## [Task to carry out]
Count the lines in the entries below that contain the string "bowl", treating uppercase and lowercase as different, and reply with only the number.

________________________

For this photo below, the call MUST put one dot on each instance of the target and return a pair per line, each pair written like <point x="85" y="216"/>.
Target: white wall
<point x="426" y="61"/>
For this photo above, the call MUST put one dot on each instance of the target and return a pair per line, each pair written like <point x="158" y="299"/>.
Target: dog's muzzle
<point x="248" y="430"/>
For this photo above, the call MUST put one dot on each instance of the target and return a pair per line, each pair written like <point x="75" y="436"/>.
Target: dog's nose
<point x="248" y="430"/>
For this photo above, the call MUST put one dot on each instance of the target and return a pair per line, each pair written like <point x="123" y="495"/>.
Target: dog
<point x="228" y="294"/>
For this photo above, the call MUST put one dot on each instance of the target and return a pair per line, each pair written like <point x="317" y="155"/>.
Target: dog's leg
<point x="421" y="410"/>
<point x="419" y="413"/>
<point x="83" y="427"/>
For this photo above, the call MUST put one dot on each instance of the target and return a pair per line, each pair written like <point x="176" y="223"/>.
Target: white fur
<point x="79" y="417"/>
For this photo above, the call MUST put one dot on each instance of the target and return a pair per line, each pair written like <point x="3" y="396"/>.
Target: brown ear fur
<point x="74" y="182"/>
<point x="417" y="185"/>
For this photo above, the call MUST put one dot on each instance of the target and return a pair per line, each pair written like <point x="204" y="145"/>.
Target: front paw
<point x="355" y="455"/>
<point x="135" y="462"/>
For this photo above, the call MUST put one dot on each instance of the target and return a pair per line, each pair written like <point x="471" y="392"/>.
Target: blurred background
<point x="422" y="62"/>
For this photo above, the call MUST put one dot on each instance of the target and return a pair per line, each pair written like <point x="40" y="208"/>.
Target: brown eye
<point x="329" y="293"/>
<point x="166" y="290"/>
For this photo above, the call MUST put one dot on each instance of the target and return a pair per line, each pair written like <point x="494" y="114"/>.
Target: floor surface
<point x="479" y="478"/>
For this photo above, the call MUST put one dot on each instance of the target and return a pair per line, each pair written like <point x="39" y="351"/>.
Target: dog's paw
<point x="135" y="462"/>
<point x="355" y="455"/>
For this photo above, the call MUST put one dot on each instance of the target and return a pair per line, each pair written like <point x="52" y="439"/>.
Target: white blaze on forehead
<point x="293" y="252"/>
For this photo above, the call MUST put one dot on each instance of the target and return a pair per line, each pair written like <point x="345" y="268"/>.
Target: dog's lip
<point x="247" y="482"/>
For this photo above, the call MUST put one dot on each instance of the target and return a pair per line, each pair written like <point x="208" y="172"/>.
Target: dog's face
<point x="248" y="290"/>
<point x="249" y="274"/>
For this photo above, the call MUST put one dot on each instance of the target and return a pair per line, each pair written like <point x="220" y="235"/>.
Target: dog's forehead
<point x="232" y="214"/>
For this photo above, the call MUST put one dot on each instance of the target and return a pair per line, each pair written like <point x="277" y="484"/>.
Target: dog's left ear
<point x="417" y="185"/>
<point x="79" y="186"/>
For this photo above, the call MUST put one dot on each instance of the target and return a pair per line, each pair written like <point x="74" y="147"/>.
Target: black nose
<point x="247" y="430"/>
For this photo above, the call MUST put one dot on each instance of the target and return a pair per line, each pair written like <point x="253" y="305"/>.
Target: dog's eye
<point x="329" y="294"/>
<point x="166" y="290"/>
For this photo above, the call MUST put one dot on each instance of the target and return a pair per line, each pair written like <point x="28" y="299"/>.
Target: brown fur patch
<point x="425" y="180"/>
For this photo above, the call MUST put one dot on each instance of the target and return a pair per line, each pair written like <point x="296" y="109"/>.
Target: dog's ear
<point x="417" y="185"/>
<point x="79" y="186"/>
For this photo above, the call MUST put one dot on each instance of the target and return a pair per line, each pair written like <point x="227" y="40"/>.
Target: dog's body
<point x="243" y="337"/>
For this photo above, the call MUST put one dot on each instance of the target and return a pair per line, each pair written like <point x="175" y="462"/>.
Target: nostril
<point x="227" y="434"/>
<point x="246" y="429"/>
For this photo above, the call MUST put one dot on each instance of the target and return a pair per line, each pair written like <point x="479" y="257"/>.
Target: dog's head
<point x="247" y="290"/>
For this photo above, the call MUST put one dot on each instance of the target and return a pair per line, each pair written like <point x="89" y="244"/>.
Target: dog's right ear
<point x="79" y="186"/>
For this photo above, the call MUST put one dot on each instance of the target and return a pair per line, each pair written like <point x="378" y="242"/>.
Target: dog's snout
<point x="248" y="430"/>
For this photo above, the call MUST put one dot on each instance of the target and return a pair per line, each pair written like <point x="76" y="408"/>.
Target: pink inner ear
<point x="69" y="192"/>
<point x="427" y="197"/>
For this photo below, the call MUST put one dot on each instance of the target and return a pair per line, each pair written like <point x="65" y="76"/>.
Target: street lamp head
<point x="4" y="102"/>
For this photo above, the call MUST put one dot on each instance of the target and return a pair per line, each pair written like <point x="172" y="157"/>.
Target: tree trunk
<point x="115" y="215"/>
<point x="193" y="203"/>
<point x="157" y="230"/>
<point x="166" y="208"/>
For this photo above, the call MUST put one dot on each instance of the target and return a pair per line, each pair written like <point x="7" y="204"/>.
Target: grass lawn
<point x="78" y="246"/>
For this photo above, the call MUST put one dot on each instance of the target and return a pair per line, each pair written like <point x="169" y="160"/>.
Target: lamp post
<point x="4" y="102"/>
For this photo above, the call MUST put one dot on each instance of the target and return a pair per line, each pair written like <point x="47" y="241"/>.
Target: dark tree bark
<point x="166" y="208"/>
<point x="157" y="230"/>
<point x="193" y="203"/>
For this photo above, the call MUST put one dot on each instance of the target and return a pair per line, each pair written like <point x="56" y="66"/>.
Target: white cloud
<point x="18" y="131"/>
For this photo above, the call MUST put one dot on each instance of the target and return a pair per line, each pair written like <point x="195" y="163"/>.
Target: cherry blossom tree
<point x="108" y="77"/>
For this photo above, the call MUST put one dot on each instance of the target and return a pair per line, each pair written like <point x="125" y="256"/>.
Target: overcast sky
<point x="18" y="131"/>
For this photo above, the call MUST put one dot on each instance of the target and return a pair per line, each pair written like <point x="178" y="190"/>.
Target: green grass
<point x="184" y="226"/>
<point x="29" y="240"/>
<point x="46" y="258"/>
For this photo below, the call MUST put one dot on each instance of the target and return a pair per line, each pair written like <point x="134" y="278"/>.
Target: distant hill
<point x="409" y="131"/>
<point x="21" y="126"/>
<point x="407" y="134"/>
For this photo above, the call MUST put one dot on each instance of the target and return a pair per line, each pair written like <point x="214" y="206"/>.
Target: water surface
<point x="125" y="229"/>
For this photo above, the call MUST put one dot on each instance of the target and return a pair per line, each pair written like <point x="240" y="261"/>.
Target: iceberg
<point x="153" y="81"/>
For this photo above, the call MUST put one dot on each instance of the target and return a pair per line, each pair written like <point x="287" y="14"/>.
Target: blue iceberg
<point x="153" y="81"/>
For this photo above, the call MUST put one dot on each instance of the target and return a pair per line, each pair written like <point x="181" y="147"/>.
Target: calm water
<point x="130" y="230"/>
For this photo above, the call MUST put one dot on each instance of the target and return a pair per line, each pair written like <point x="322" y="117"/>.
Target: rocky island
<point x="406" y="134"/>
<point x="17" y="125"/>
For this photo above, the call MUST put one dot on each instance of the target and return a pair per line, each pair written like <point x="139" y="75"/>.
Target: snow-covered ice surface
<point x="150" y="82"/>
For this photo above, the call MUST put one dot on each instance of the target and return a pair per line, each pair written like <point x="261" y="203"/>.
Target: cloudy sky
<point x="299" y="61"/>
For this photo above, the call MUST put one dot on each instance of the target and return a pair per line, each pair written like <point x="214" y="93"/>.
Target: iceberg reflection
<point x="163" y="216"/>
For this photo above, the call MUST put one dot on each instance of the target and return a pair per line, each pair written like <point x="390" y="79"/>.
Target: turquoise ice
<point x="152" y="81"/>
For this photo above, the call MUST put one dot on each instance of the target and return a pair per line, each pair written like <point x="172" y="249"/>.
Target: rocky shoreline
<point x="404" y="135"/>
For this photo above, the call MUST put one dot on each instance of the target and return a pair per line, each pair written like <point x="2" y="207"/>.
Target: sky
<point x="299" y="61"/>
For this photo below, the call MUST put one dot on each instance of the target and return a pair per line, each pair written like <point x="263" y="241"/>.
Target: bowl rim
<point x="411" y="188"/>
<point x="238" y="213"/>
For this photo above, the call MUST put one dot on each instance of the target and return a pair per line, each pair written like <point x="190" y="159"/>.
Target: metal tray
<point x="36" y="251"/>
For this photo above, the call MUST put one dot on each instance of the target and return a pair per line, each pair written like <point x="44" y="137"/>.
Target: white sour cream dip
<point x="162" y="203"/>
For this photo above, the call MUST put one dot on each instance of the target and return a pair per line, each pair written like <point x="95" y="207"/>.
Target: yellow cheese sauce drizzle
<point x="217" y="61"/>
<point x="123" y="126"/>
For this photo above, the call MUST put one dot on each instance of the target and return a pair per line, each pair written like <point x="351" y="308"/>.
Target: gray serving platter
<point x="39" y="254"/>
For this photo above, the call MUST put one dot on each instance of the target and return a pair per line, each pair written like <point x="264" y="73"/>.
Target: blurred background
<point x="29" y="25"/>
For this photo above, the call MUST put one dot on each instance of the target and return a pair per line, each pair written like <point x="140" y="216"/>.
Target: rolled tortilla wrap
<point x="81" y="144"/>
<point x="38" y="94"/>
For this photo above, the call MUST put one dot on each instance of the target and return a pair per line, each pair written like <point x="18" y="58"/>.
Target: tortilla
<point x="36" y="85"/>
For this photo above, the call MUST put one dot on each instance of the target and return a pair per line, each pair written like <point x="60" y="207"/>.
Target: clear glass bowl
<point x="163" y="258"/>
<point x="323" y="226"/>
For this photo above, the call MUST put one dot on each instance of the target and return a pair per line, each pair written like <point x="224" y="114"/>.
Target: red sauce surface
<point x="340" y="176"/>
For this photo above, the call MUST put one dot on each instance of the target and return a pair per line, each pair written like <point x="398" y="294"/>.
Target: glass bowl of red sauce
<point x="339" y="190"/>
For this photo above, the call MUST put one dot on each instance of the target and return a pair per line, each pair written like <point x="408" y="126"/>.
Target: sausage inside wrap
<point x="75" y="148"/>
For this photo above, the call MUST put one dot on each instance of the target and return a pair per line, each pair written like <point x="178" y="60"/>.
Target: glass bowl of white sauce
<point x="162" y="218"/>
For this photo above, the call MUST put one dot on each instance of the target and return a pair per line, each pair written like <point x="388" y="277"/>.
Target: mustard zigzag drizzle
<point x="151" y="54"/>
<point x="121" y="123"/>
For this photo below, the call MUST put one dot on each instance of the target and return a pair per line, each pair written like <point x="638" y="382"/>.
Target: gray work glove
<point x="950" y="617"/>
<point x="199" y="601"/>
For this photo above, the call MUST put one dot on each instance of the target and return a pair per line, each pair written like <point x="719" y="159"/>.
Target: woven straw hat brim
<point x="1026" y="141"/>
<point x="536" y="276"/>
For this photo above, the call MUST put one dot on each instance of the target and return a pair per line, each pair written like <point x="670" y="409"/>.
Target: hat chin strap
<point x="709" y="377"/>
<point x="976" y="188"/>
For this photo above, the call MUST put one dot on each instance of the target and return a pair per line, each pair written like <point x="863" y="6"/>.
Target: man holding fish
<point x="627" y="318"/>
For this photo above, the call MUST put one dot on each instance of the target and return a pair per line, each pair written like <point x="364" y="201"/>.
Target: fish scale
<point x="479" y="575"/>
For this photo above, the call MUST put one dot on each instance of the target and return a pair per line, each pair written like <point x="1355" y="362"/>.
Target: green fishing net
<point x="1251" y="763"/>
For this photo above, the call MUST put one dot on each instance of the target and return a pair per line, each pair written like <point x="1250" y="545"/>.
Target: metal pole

________________________

## [Exercise result]
4